[MATERIAL FOR THE TASK]

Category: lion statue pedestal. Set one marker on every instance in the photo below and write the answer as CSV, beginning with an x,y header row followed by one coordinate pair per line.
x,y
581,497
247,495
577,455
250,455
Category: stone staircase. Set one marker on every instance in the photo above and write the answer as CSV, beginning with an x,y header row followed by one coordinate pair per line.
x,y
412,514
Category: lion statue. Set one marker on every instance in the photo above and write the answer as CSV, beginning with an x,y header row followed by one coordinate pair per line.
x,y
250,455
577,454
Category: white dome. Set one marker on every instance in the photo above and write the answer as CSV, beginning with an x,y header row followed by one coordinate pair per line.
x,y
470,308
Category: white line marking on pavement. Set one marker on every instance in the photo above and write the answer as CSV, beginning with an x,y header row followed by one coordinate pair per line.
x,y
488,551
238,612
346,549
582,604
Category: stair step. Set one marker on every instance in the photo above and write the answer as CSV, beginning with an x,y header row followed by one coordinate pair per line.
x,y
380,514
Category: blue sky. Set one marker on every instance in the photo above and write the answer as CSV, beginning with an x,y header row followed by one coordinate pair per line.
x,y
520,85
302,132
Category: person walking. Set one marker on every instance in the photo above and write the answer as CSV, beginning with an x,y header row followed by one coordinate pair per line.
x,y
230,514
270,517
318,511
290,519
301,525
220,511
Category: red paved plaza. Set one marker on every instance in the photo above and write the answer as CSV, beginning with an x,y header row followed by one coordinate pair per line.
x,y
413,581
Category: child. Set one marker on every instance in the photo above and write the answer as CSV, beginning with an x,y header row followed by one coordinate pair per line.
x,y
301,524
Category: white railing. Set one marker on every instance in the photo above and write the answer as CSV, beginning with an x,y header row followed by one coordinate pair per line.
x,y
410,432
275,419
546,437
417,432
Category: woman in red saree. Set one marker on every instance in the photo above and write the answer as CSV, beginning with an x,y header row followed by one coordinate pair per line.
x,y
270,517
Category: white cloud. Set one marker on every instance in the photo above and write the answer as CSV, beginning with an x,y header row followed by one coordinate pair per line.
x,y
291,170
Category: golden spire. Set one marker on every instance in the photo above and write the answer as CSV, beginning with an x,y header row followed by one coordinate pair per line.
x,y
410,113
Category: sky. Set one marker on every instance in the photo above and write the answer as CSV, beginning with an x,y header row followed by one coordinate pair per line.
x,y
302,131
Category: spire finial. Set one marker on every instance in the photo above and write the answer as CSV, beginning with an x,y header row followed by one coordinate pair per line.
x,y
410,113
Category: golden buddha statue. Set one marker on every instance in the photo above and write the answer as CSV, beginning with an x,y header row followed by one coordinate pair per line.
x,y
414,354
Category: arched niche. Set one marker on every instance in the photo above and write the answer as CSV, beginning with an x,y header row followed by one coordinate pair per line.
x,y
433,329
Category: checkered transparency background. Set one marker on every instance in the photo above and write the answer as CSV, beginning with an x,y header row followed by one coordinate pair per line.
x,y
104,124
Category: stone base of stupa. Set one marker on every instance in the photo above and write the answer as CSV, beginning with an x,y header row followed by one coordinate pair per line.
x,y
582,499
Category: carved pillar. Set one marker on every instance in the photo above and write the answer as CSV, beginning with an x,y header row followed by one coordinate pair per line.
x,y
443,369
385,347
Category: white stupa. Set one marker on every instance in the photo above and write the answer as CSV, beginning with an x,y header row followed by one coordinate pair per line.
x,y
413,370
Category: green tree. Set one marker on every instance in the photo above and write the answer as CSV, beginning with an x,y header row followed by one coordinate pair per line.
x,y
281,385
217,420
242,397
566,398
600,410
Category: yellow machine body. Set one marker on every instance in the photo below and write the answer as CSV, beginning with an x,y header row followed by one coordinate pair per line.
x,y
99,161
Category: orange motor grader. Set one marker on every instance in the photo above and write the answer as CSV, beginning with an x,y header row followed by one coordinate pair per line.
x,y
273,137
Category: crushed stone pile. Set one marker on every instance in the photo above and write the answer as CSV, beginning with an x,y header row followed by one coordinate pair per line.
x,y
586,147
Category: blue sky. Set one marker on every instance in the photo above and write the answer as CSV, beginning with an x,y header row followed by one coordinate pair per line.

[/MATERIAL FOR THE TASK]

EXERCISE GOAL >>
Each line of the data is to be restated exactly.

YOUR RESPONSE >>
Category: lion statue pedestal. Set one marker on every instance in the photo below and write the answer as CSV, beginning with an x,y header row followed by one coordinate pair per line.
x,y
581,497
247,495
577,455
250,455
Category: stone staircase. Set one marker on every instance in the photo above and write the answer as CSV, beginning with an x,y header row followed by one coordinate pair per line.
x,y
412,514
Category: lion statue. Set one marker on every instance in the photo above and write the answer as CSV, beginning with an x,y header row followed by one coordinate pair per line.
x,y
250,455
577,454
Category: white dome. Set one marker on every instance in the photo above and write the answer as CSV, beginning with an x,y header row followed by one coordinate pair per line.
x,y
470,308
Category: white line marking on pavement. Set one marker on every instance in the photo above and write the answer as CSV, beginning with an x,y header row followed by one coordinate pair per line.
x,y
488,551
238,612
346,549
582,604
Category: stair step. Set one marker on every instance in the photo above and write the answer as CSV, beginning with an x,y header row followed by one coordinate pair per line.
x,y
380,514
Category: blue sky. Set one marker on every instance in the photo above and write the answer as CSV, beginning with an x,y header row followed by one coordinate pair per line.
x,y
520,85
302,132
Category: person walking. Set one marker on every instance in the photo above and write the answer as CSV, beginning with an x,y header row followed by one coordinate pair per line.
x,y
230,514
270,517
318,511
290,519
301,525
220,511
Category: red paved plaza. Set one marker on every instance in the photo above and write the answer as CSV, beginning with an x,y header row followed by one coordinate pair per line.
x,y
413,581
Category: child. Set one marker on every instance in the photo above and write the answer as CSV, beginning with an x,y header row followed by one coordinate pair per line.
x,y
301,524
Category: white railing. Set one marker on every instance in the photo above and write the answer as CSV, beginning with an x,y header row followed by one coordinate pair per line.
x,y
410,432
275,419
546,437
417,432
Category: woman in red saree. Set one marker on every instance in the photo above and write the answer as CSV, beginning with an x,y header row followed by one coordinate pair per line.
x,y
270,517
Category: white cloud. Set one marker on every instance in the photo above and write the answer as CSV, beginning with an x,y header row followed by one coordinate pair per line.
x,y
291,170
Category: golden spire. Set one marker on every instance in the photo above and write the answer as CSV, beginning with an x,y header row followed by one coordinate pair per line.
x,y
410,113
Category: sky. Set one marker on every instance in the photo above and write the answer as CSV, beginning with an x,y header row followed by one coordinate pair per line.
x,y
302,131
Category: spire finial. Set one marker on every instance in the photo above and write the answer as CSV, beginning with an x,y header row followed by one coordinate pair per line.
x,y
410,113
Category: golden buddha statue. Set one marker on every instance in the photo above and write the answer as CSV, beginning with an x,y header row followed by one coordinate pair per line.
x,y
414,354
Category: arched niche. Set one marker on every instance in the photo above and write the answer as CSV, beginning with an x,y header row followed by one coordinate pair per line.
x,y
433,329
Category: checkered transparency background. Set one marker on every instance in the photo above and write the answer as CSV, beginning with an x,y header row followed by one coordinate pair per line.
x,y
104,124
Category: stone base of stupa. Set one marker on every instance in the photo above and write the answer as CSV, beginning with an x,y header row followed by one coordinate pair per line.
x,y
582,499
Category: carved pillar. Set one marker on every instance in the photo above and write the answer as CSV, beginning with an x,y header row followed by one coordinate pair per line.
x,y
443,369
385,347
Category: white stupa. Set one marker on every instance in the photo above and write the answer as CSV, beginning with an x,y header row followed by one coordinate pair per line.
x,y
413,370
Category: green tree. Set one marker on every instance in the photo above and write the answer as CSV, beginning with an x,y header row followed by one coordinate pair per line.
x,y
281,385
217,420
242,397
566,398
600,410
Category: yellow machine body. Set one marker on every instance in the photo below and write the answer as CSV, beginning with an x,y header row followed by one coordinate pair per line.
x,y
99,161
Category: orange motor grader. Set one marker on every instance in the photo above and write the answer as CSV, beginning with an x,y header row followed by one coordinate pair per line.
x,y
273,137
Category: crushed stone pile. Set one marker on every instance in the photo above and write the answer as CSV, beginning with an x,y header row followed by one coordinate pair per line.
x,y
586,147
Category: blue sky. Set one marker on every instance in the photo above and write the answer as CSV, beginning with an x,y header row followed by one coordinate pair per line.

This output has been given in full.